→ Exercise directions: Copy out the lines below word for word, and leave the pictures out of your copy.

********

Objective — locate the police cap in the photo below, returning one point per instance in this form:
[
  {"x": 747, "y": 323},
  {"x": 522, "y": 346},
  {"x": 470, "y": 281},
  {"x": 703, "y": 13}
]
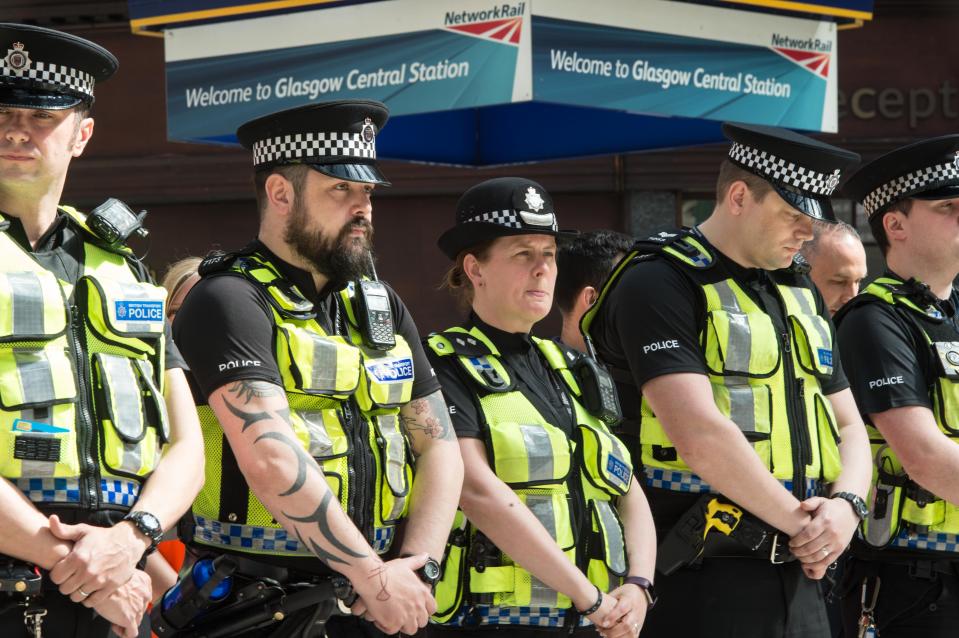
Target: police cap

********

→ Expected output:
Objective — locate the police cap in the photo below, returning one point per instance in this form:
[
  {"x": 747, "y": 323},
  {"x": 522, "y": 346},
  {"x": 470, "y": 281},
  {"x": 703, "y": 13}
]
Target: police cap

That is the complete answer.